__TASK DETAILS__:
Give back, unchanged, each line from the one containing "For every instance of the tunic" through the last line of the entries below.

Records
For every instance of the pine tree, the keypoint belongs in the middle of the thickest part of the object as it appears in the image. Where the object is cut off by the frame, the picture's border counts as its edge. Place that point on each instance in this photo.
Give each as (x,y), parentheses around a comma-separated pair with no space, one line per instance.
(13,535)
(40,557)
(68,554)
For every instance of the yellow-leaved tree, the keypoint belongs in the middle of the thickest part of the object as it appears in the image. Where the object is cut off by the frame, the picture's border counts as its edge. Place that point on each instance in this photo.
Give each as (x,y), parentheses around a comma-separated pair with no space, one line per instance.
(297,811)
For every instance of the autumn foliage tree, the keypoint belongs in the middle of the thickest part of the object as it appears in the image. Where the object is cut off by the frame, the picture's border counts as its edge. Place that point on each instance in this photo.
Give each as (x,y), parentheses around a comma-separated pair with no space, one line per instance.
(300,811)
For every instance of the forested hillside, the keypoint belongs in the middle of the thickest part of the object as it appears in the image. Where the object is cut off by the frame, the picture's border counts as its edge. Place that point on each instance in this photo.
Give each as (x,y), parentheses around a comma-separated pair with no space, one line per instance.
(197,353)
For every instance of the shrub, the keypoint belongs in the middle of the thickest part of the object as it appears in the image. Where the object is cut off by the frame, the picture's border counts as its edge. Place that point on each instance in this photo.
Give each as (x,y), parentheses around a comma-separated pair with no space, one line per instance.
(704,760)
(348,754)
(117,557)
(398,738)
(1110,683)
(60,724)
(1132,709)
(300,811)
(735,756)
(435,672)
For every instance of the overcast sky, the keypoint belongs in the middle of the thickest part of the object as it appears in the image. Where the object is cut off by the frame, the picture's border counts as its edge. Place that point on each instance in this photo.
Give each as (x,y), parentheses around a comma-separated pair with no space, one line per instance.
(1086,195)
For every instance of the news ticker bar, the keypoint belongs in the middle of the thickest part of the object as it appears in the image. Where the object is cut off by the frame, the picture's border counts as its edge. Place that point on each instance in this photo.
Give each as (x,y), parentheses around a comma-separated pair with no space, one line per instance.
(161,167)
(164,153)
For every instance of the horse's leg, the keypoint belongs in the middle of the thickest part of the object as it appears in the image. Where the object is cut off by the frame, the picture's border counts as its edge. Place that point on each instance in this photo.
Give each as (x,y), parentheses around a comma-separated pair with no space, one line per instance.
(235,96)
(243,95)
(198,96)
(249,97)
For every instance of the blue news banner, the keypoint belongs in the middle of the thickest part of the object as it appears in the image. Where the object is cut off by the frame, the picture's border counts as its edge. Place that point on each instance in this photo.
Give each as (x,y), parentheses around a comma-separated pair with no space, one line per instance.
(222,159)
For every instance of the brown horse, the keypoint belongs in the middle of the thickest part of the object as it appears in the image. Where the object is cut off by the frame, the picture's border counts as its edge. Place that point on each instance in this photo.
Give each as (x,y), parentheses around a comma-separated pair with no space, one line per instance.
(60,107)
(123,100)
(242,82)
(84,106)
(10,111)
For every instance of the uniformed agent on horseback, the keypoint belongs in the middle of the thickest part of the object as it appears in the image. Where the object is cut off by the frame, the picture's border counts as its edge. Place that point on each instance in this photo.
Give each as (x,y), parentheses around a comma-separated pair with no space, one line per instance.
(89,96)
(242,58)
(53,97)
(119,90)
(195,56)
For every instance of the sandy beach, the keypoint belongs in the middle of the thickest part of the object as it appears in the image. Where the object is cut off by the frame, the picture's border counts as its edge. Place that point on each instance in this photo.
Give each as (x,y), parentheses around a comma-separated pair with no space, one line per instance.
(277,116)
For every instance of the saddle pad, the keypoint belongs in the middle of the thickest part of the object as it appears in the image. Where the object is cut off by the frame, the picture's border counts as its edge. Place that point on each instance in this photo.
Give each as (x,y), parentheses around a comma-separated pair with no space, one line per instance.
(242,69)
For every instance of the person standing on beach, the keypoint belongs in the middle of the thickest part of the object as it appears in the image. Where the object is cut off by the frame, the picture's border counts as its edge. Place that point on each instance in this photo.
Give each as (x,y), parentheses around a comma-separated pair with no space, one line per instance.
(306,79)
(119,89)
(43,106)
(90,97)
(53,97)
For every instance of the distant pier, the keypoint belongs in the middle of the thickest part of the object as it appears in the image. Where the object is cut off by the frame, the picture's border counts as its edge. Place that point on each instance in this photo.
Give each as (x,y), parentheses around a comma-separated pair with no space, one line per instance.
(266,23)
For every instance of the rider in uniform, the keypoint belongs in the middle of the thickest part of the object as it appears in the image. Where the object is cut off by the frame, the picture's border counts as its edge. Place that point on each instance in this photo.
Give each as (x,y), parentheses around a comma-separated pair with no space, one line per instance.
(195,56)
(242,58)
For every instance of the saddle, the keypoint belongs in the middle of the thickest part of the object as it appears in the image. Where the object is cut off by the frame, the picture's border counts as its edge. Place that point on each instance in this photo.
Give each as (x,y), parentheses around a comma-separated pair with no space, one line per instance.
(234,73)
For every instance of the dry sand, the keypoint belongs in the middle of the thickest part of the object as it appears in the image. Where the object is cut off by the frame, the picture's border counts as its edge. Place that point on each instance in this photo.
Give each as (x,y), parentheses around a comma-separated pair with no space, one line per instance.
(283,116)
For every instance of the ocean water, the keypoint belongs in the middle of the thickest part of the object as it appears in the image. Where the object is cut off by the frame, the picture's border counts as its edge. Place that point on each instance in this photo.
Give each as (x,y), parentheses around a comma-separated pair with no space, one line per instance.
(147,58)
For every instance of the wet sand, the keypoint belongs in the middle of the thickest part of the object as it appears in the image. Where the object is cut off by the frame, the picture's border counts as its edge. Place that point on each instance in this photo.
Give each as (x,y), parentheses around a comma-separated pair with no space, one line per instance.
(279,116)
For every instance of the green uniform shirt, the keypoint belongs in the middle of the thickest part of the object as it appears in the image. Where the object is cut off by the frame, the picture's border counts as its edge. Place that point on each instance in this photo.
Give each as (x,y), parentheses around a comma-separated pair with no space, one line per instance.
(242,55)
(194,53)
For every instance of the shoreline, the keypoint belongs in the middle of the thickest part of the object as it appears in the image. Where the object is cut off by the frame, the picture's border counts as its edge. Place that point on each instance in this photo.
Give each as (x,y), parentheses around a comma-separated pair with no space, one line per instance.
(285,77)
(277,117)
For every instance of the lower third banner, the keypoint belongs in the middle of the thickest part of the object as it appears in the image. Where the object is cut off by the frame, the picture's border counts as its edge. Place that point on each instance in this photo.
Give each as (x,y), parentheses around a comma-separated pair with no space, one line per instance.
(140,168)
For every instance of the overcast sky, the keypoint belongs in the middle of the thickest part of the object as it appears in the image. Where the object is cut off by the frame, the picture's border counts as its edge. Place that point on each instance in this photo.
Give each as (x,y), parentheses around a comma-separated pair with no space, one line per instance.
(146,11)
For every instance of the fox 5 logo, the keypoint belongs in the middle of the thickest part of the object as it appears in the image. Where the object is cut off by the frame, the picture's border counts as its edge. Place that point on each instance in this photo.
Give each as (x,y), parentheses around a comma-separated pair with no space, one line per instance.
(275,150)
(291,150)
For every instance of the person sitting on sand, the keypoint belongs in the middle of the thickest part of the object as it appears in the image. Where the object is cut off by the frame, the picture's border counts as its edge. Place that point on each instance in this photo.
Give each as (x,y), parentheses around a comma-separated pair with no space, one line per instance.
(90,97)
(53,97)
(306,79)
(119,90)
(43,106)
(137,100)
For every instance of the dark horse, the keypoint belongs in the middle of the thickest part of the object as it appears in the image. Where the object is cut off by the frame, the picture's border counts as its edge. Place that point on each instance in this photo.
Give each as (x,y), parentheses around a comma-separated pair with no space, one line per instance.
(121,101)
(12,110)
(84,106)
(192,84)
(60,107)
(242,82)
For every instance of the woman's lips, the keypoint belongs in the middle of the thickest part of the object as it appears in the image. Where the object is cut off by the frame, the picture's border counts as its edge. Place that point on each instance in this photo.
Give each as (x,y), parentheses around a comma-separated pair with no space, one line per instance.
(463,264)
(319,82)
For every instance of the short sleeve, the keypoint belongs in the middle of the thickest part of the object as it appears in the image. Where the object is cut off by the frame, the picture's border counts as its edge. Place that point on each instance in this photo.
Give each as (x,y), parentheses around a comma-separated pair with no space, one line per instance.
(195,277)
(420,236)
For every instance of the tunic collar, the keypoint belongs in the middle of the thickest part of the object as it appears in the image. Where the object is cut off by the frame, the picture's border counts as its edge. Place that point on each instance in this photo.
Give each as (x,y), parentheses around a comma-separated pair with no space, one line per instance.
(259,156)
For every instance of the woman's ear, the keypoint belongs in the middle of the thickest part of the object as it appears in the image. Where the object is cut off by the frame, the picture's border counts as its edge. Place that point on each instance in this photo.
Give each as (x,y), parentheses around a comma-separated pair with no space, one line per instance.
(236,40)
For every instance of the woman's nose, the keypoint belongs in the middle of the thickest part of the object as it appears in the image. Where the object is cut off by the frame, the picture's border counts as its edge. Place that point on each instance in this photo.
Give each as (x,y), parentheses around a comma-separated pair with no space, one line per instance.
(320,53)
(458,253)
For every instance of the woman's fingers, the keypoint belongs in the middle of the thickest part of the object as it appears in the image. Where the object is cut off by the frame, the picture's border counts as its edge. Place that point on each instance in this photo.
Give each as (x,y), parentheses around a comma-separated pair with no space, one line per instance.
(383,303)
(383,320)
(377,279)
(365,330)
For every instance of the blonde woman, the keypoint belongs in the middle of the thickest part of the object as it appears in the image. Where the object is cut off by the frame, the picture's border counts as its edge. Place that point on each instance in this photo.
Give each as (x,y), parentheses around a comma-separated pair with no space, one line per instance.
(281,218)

__OUTPUT FOR THIS EXERCISE__:
For every instance of the tunic collar, the keypoint belongs in the middle of the thickest part of the object as it appears in the image. Where the object is cut off by the frame, the picture's border counts as its edge. Place that point on each instance in this photo.
Give each as (x,y), parentheses around a comma-separated pair with no space, one line per instance.
(259,156)
For every instance of the woman's ear, the keypoint belongs in the middle of the thickest part of the object as it appears in the image. Where the object is cut off by the frame, the picture's border counts as its edge. Place that point on each instance in this photo.
Give each as (x,y), parentheses around a comma-separated pair with no space, one line per instance.
(236,40)
For every instance of the woman's nose, the keypoint belongs in the middle of the thickest part of the object as it appears in the image. Where the object is cut off by the frame, the picture's border counts as its edge. Place that point on each instance in this photo.
Give each as (x,y), parentheses around a comma-separated pair with no space, one line per instance.
(320,53)
(458,253)
For every instance of the woman's fingers, the keypoint belongs in the middle of the thickest part of the object as it appears in the image. Where the object is cut off by the frame, the picture's border counts as its edge. Place that point on each instance in this photo.
Give each as (x,y), parentheses around a comma-separated pair with no space, one line per instance.
(383,303)
(383,320)
(377,279)
(365,330)
For every instance of the blonde woman, the keypoint belongs in the middle of the thickest part of the object as it appears in the image. Where the object is cut off by the frame, the picture's border counts as its edge. Place that point on each instance in this photo.
Give each as (x,y), parentheses around a comma-separated pair with no space, one line per instance.
(281,218)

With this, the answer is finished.